# [Task description]
From the thread on subwoofer testing, reproduce the passage word for word, beginning at the words "To get this" and stopping after the words "testing method #1.".

# [Supplied passage]

▼

# Subwoofer testing methodology - what do you think is important?



## craigsub (Sep 9, 2006)

Hi all - This is an open thread to discuss subwoofer testing methodology. What is important when testing a subwoofer?

1. Frequency Response?
2. Max output at various frequencies?
3. Distortion at various frequencies and SPL levels?
4. Standard Features?

To get this started ... let's say this was proposed as a method for testing subwoofers, would everyone agree that this is the optimal approach?

Proposed testing method #1.

A. All subwoofers will be tested outdoors at one meter Groundplane.
B. Six different frequencies will be tested on each subwoofer at varied lengths of time, shown below. The purpose of using these test tones will be to find how much SPL, measured in dB, that each subwoofer can deliver at each frequency shown for the duration shown. 
C. 20 Hz will have a test tone which lasts 0.325 second.
D. 25 Hz will have a test tone which lasts 0.260 second.
E. 31.5 Hz will have a test tone which lasts 0.206 second.
F. 40 Hz will have a test tone which lasts 0.1625 second.
E. 50 Hz will have a test tone which lasts 0.130 second.
F. 63 Hz will have a test tone which lasts 0.103 second.

▲

# [Dataset excerpts]
▼

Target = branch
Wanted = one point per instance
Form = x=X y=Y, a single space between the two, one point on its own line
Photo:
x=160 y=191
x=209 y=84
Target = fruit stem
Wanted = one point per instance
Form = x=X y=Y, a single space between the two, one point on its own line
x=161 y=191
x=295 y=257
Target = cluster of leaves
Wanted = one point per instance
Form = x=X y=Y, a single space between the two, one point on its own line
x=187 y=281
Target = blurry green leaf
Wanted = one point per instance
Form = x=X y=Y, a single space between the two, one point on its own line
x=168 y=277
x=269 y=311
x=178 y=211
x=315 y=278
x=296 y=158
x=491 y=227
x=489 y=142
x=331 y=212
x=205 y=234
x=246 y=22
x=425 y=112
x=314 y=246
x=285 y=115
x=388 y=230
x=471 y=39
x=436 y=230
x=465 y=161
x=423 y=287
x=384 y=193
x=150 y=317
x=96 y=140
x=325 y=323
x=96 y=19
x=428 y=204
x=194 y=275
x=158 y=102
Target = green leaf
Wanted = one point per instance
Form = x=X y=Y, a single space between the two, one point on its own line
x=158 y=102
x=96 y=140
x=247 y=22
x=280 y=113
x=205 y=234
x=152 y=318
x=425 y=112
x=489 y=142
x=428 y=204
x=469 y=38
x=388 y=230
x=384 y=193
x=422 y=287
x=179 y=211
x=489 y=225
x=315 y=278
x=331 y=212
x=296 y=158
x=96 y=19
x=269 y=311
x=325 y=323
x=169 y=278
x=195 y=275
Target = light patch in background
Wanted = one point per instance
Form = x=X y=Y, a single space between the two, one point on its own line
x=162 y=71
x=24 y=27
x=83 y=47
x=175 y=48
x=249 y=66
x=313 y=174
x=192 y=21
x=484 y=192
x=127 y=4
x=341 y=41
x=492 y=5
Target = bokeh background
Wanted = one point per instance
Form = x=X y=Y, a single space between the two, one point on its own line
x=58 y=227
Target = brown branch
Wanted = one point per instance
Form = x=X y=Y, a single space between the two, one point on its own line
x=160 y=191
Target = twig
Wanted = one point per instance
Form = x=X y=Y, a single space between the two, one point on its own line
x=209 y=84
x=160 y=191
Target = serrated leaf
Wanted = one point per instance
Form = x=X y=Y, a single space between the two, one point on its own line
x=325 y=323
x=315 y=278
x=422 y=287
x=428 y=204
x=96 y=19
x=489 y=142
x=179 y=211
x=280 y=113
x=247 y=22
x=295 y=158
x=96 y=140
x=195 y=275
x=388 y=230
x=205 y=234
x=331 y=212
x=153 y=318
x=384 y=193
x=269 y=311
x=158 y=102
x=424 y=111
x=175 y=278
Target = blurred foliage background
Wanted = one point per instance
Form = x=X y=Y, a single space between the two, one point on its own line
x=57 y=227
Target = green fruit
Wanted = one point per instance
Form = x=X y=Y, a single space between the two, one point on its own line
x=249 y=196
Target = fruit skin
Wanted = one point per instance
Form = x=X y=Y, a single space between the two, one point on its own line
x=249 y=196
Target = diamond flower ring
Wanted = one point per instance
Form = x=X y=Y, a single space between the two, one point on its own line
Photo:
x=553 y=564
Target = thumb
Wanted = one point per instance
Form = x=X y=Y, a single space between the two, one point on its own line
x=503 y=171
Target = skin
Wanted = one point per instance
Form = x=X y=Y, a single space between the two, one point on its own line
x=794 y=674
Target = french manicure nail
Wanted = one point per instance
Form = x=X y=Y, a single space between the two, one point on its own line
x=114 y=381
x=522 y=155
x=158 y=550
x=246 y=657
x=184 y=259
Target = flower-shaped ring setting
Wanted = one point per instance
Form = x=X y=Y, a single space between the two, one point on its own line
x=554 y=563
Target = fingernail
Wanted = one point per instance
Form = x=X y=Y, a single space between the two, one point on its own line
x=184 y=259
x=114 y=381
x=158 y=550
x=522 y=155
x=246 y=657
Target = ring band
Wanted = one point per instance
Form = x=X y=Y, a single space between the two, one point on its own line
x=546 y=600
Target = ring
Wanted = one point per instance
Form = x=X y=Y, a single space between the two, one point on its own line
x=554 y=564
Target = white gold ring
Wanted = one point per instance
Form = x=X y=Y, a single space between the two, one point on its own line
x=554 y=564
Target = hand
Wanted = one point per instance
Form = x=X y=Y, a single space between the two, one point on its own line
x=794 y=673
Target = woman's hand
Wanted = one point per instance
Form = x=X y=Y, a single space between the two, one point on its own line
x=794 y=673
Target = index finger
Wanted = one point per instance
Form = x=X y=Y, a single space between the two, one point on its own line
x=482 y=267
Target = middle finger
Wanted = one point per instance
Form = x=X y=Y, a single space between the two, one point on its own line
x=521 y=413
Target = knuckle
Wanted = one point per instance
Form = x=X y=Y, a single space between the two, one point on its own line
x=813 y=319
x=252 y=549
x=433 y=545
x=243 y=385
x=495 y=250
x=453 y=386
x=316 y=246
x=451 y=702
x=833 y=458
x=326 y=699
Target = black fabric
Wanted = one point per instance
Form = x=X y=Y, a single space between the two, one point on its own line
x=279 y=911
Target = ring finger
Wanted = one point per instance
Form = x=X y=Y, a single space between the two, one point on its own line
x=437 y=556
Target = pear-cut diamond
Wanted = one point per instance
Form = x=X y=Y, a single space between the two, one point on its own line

▲

# [The response]
To get this started ... let's say this was proposed as a method for testing subwoofers, would everyone agree that this is the optimal approach?

Proposed testing method #1.